That brings the total amount of available sublease space, including space that is currently still occupied, to 28.2 million square feet, an 82% increase from mid-2019.

“Everyone right now is looking at their balance sheet and saying how can I cut costs?” says Victor Rodriguez, director of market analytics at Costar. “One of the notable operating expenses on any balance sheet is the real estate cost.”

As working from home has become more accepted, he points out that any coming contraction “brewing in the office market” has only gotten stronger. Rodriguez says companies across nearly all industries are looking to cut real estate costs or relocating select departments to less expensive areas.

For example, WPP, the UK parent of major advertising firms including Ogilvy, is said to be planning to slash its global real estate costs by up to 20% in the next five years—including a reported 700,000-square-foot reduction of its footprint in New York City.

Kathryn Wylde, CEO of nonprofit group Partnership for New York City, which works with the city’s business leaders, government, labor, and civic sector, says the pressure on rent is something she expects the tech industry will take advantage of. Facebook and Amazon have signed leases in New York during the pandemic, leading the growth in the tech sector’s ongoing expansion in the city.

But Costar’s Rodriguez notes that many of the large tech leases were already in the pipeline before Covid-19 shifted many employees to long-term remote work. He’s waiting to see whether deals from still cash-rich tech companies will continue this year.

Overall, revenue for commercial and residential US real-estate rental and leasing companies rose by more than $23 billion between the second and third quarter of 2020. However, the decline in demand for office space contributed to a gap of more than $6 billion compared to the revenues in the first quarter right before the pandemic, according to data from the US Census Bureau.

To those concerned about New York’s real estate market, Wylde cites the example of lower Manhattan after 9/11, which would become one of the faster-growing neighborhoods in the US a decade later, due in part to state and federal subsidies. It was successfully re-conceived as a “live-work community,” with a mix of both commercial and residential development.

Overall, Rodriguez says there will be “a lot of waiting and seeing,” with much of the near-term outlook depending on the speed of the rollout of the Covid-19 vaccines.
....
Assignment 1: Please copy the part of the office space passage that opens with the words containing "Overall, revenue for" and closes with "US Census Bureau.".
Assignment 2: What position does Victor Rodriguez hold, according to the office space passage?
The entries that follow this passage have no connection to the office space passage.

Extracted entries:
....
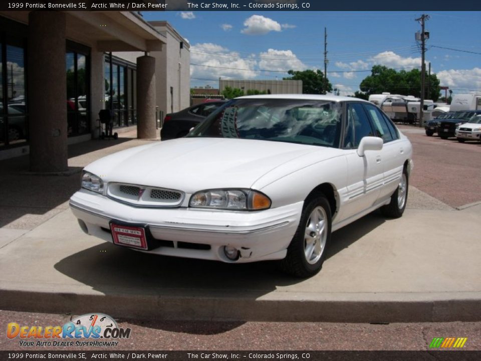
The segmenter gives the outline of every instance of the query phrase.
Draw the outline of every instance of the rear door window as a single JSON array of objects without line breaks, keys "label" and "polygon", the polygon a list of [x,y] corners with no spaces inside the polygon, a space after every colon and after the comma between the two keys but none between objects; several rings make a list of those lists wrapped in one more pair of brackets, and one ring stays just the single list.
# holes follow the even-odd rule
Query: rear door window
[{"label": "rear door window", "polygon": [[[376,136],[382,138],[384,143],[392,141],[396,137],[391,134],[391,130],[386,122],[382,113],[376,107],[370,104],[363,104],[374,126]],[[394,135],[396,135],[395,133]]]}]

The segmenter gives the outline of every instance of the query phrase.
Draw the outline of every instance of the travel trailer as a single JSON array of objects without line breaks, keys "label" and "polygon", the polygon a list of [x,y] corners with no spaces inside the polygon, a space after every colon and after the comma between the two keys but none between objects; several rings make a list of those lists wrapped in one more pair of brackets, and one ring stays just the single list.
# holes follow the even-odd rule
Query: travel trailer
[{"label": "travel trailer", "polygon": [[[406,122],[412,124],[419,118],[421,102],[419,98],[412,95],[383,93],[370,95],[369,101],[381,108],[395,121]],[[431,113],[435,109],[436,110],[436,114],[449,110],[447,107],[440,107],[440,105],[435,103],[432,100],[425,99],[424,110],[423,112],[424,120],[429,120],[433,117],[433,114]],[[438,107],[439,108],[437,109]]]},{"label": "travel trailer", "polygon": [[476,110],[481,109],[481,94],[455,94],[451,101],[449,110]]}]

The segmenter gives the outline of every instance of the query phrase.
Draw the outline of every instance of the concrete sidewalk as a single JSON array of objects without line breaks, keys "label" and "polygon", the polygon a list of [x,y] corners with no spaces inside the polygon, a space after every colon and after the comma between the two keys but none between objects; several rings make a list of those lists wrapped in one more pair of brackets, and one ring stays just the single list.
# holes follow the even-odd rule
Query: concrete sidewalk
[{"label": "concrete sidewalk", "polygon": [[[78,145],[69,165],[142,142],[112,141]],[[323,270],[300,280],[275,262],[168,258],[98,240],[81,231],[66,203],[78,173],[19,174],[2,177],[40,194],[18,192],[18,207],[5,195],[0,219],[9,210],[25,213],[18,210],[29,200],[38,214],[2,221],[0,309],[163,319],[481,320],[479,205],[455,210],[411,187],[402,218],[374,213],[334,233]],[[62,188],[61,196],[43,191],[47,186]]]}]

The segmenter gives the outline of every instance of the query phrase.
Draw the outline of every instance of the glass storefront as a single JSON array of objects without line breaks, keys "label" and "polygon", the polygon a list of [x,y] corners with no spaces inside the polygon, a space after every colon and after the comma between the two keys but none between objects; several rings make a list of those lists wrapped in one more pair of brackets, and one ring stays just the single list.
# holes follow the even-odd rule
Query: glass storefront
[{"label": "glass storefront", "polygon": [[114,127],[137,124],[135,66],[106,54],[105,108],[112,111]]},{"label": "glass storefront", "polygon": [[90,131],[90,50],[72,42],[67,49],[67,134],[72,136]]},{"label": "glass storefront", "polygon": [[0,146],[28,139],[25,41],[0,37]]}]

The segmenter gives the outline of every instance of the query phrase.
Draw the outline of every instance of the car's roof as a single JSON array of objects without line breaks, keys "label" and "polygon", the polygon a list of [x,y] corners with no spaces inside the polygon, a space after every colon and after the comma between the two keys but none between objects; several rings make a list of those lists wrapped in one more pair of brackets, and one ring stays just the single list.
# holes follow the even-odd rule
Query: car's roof
[{"label": "car's roof", "polygon": [[[353,97],[340,96],[339,95],[321,95],[320,94],[269,94],[266,95],[247,95],[239,97],[235,99],[300,99],[301,100],[325,100],[327,101],[340,102],[353,101],[353,100],[369,103],[369,102],[359,98]],[[372,104],[372,103],[370,103]]]}]

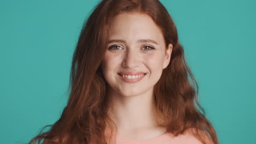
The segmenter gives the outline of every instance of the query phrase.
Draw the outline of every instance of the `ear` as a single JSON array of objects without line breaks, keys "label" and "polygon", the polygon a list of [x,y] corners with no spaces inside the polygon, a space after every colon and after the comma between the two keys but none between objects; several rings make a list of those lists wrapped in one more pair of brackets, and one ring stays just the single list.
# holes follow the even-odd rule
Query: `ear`
[{"label": "ear", "polygon": [[165,69],[169,64],[170,61],[171,60],[171,54],[172,53],[172,44],[169,44],[168,45],[168,47],[166,49],[166,52],[165,53],[165,61],[164,62],[162,69]]}]

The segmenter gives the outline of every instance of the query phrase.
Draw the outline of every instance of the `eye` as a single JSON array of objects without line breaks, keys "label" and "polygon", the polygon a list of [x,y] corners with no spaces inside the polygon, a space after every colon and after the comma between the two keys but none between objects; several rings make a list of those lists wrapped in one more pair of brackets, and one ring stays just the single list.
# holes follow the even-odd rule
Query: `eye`
[{"label": "eye", "polygon": [[[117,49],[115,49],[117,47]],[[108,48],[108,49],[109,50],[120,50],[119,48],[121,48],[121,46],[119,46],[119,45],[113,45],[113,46],[112,46],[110,47],[109,47],[109,48]]]},{"label": "eye", "polygon": [[155,49],[155,48],[154,48],[153,47],[151,47],[151,46],[149,46],[148,45],[146,45],[146,46],[144,46],[143,48],[145,48],[144,50],[146,50],[147,51]]}]

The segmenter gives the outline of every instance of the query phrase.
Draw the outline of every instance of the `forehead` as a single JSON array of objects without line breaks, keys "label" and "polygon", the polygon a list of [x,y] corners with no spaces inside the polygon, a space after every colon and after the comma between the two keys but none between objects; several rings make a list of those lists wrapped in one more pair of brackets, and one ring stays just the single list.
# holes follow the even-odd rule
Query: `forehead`
[{"label": "forehead", "polygon": [[161,43],[163,40],[160,28],[151,17],[139,13],[122,13],[109,21],[109,39],[153,39]]}]

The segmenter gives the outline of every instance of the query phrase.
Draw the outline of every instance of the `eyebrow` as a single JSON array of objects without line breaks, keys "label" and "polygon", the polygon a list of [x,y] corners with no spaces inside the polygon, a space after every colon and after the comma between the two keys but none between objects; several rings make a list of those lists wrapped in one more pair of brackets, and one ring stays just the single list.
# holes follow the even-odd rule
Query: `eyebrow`
[{"label": "eyebrow", "polygon": [[[125,40],[122,39],[113,39],[108,41],[108,44],[114,43],[126,43]],[[155,44],[159,45],[158,43],[154,40],[152,39],[139,39],[137,41],[137,43],[150,43]]]}]

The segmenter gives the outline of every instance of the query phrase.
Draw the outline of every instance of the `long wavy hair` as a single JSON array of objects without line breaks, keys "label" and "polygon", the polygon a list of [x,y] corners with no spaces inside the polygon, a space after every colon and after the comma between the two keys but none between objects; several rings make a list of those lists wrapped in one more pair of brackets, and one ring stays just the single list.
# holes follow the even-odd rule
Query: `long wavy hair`
[{"label": "long wavy hair", "polygon": [[73,56],[69,99],[61,116],[54,124],[43,127],[50,129],[42,130],[29,144],[40,143],[43,140],[44,143],[107,143],[107,124],[112,125],[113,136],[117,127],[107,113],[107,82],[101,63],[107,46],[109,23],[121,13],[148,15],[160,28],[166,47],[168,44],[173,45],[169,65],[154,87],[159,124],[175,136],[193,130],[193,135],[202,143],[219,143],[198,101],[197,83],[165,7],[158,0],[102,0],[85,21],[80,34]]}]

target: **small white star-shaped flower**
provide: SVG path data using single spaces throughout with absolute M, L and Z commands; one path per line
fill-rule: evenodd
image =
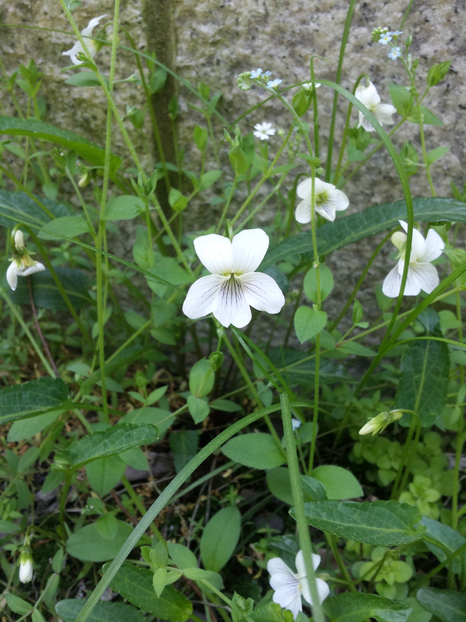
M 401 55 L 401 50 L 399 47 L 392 47 L 388 52 L 388 58 L 392 60 L 396 60 Z
M 368 86 L 360 85 L 356 89 L 355 95 L 372 113 L 381 125 L 391 125 L 394 123 L 391 116 L 396 112 L 396 109 L 391 104 L 380 103 L 380 96 L 372 82 L 369 82 Z M 361 126 L 367 132 L 374 131 L 372 125 L 360 111 L 358 128 Z
M 404 220 L 399 222 L 404 231 L 407 231 L 407 223 Z M 391 236 L 391 243 L 400 251 L 400 260 L 398 264 L 385 277 L 382 291 L 389 298 L 397 298 L 404 269 L 406 233 L 395 231 Z M 429 230 L 426 238 L 417 229 L 413 230 L 404 295 L 417 296 L 421 289 L 426 294 L 430 294 L 436 289 L 439 282 L 439 274 L 437 269 L 431 262 L 440 257 L 444 248 L 444 241 L 434 229 Z
M 105 16 L 105 15 L 101 15 L 98 17 L 93 17 L 89 21 L 87 26 L 81 31 L 81 35 L 86 39 L 86 45 L 93 58 L 94 58 L 97 52 L 99 51 L 99 47 L 96 41 L 94 41 L 91 39 L 88 39 L 88 37 L 92 35 L 92 31 L 98 25 L 101 19 Z M 66 52 L 62 52 L 62 56 L 69 56 L 70 59 L 73 65 L 82 65 L 83 61 L 80 60 L 78 58 L 78 55 L 81 52 L 84 53 L 84 48 L 79 41 L 76 41 L 71 50 L 67 50 Z
M 296 194 L 303 200 L 298 205 L 295 218 L 303 225 L 311 222 L 311 207 L 313 180 L 308 177 L 296 188 Z M 314 187 L 314 205 L 316 211 L 327 220 L 335 220 L 336 211 L 345 210 L 349 200 L 342 190 L 337 190 L 332 183 L 326 183 L 316 177 Z
M 196 238 L 194 248 L 211 272 L 193 283 L 183 310 L 196 320 L 212 313 L 224 327 L 241 328 L 251 321 L 252 307 L 258 311 L 278 313 L 285 297 L 268 274 L 255 271 L 268 248 L 268 236 L 262 229 L 247 229 L 228 238 L 211 233 Z
M 288 568 L 280 557 L 273 557 L 267 562 L 267 570 L 270 574 L 270 587 L 273 590 L 272 600 L 274 603 L 278 603 L 283 609 L 289 610 L 296 620 L 299 611 L 303 611 L 301 596 L 311 605 L 313 604 L 313 600 L 302 550 L 296 556 L 295 563 L 297 573 Z M 320 563 L 320 555 L 313 553 L 314 570 Z M 330 589 L 323 579 L 316 578 L 316 583 L 319 600 L 322 603 L 330 593 Z
M 260 138 L 261 141 L 268 141 L 269 136 L 275 136 L 275 128 L 272 123 L 264 121 L 263 123 L 256 123 L 254 126 L 255 132 L 254 132 L 256 138 Z

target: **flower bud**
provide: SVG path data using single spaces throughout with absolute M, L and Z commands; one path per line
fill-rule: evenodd
M 32 555 L 29 546 L 25 547 L 19 557 L 19 580 L 29 583 L 32 580 Z

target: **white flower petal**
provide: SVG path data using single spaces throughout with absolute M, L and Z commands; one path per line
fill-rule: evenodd
M 295 218 L 301 225 L 306 225 L 306 223 L 311 222 L 310 200 L 305 199 L 298 203 L 298 207 L 295 210 Z
M 396 108 L 391 104 L 378 104 L 371 112 L 381 125 L 392 125 L 395 123 L 391 116 L 396 112 Z
M 196 281 L 190 287 L 183 304 L 185 315 L 196 320 L 212 313 L 220 288 L 228 280 L 228 277 L 219 274 L 209 274 Z
M 430 294 L 431 292 L 433 292 L 440 282 L 439 273 L 437 272 L 435 266 L 432 266 L 432 264 L 418 263 L 417 262 L 414 264 L 411 264 L 409 265 L 409 271 L 408 271 L 408 278 L 410 271 L 412 271 L 416 275 L 421 289 L 425 292 L 426 294 Z M 406 289 L 408 289 L 407 282 Z M 415 295 L 415 294 L 409 294 L 406 290 L 404 293 L 408 296 Z M 419 294 L 419 292 L 417 293 Z
M 380 96 L 372 82 L 369 82 L 368 86 L 363 86 L 360 85 L 356 89 L 354 95 L 369 109 L 375 108 L 380 103 Z
M 13 291 L 18 285 L 18 266 L 14 260 L 11 262 L 6 271 L 6 280 Z
M 231 246 L 232 271 L 235 274 L 254 272 L 267 252 L 268 236 L 262 229 L 245 229 L 233 238 Z
M 276 282 L 268 274 L 249 272 L 238 277 L 243 284 L 247 301 L 258 311 L 278 313 L 285 304 L 285 296 Z
M 440 257 L 445 248 L 445 243 L 434 229 L 429 229 L 426 238 L 424 253 L 418 258 L 419 263 L 433 261 Z
M 226 279 L 216 296 L 214 317 L 226 327 L 230 324 L 242 328 L 251 321 L 251 310 L 239 279 Z
M 231 242 L 215 233 L 201 236 L 194 241 L 198 257 L 212 274 L 231 274 L 233 271 Z

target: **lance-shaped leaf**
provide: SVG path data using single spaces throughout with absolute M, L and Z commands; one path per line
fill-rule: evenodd
M 106 570 L 106 565 L 104 566 Z M 153 573 L 144 568 L 124 564 L 110 583 L 114 592 L 143 611 L 169 622 L 185 622 L 193 612 L 193 606 L 173 585 L 166 585 L 157 598 L 152 585 Z
M 0 425 L 58 408 L 68 398 L 68 384 L 60 378 L 39 378 L 0 391 Z
M 75 440 L 55 457 L 55 462 L 58 468 L 80 468 L 91 460 L 150 445 L 158 438 L 158 430 L 150 424 L 119 424 Z
M 60 600 L 55 605 L 55 611 L 63 622 L 75 622 L 86 602 L 84 598 Z M 145 620 L 144 612 L 139 609 L 135 609 L 130 605 L 101 600 L 93 609 L 87 622 L 115 622 L 115 620 L 124 620 L 124 622 L 144 622 Z
M 414 220 L 424 223 L 447 220 L 449 222 L 466 222 L 466 203 L 450 198 L 424 198 L 413 200 Z M 328 255 L 339 248 L 357 242 L 381 231 L 399 225 L 400 219 L 406 218 L 404 201 L 385 203 L 368 207 L 363 211 L 327 223 L 318 230 L 318 249 L 319 255 Z M 258 270 L 285 261 L 290 255 L 309 253 L 312 259 L 313 242 L 310 233 L 286 238 L 270 248 Z
M 418 600 L 424 609 L 442 622 L 466 622 L 466 594 L 450 590 L 423 587 L 418 590 Z
M 398 501 L 322 501 L 304 504 L 308 522 L 347 540 L 376 546 L 396 546 L 416 542 L 425 527 L 418 525 L 416 506 Z M 294 509 L 290 513 L 294 518 Z
M 345 592 L 327 598 L 324 611 L 332 622 L 363 622 L 369 618 L 378 622 L 405 622 L 413 610 L 404 603 L 394 603 L 375 594 Z
M 10 136 L 29 136 L 38 141 L 47 141 L 66 149 L 76 151 L 78 156 L 93 166 L 103 167 L 105 150 L 74 132 L 69 132 L 36 119 L 22 119 L 17 117 L 0 116 L 0 134 Z M 110 156 L 110 174 L 114 175 L 121 159 Z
....
Task answer 1:
Overall, revenue for commercial and residential US real-estate rental and leasing companies rose by more than $23 billion between the second and third quarter of 2020. However, the decline in demand for office space contributed to a gap of more than $6 billion compared to the revenues in the first quarter right before the pandemic, according to data from the US Census Bureau.

Task answer 2: He is director of market analytics at Costar.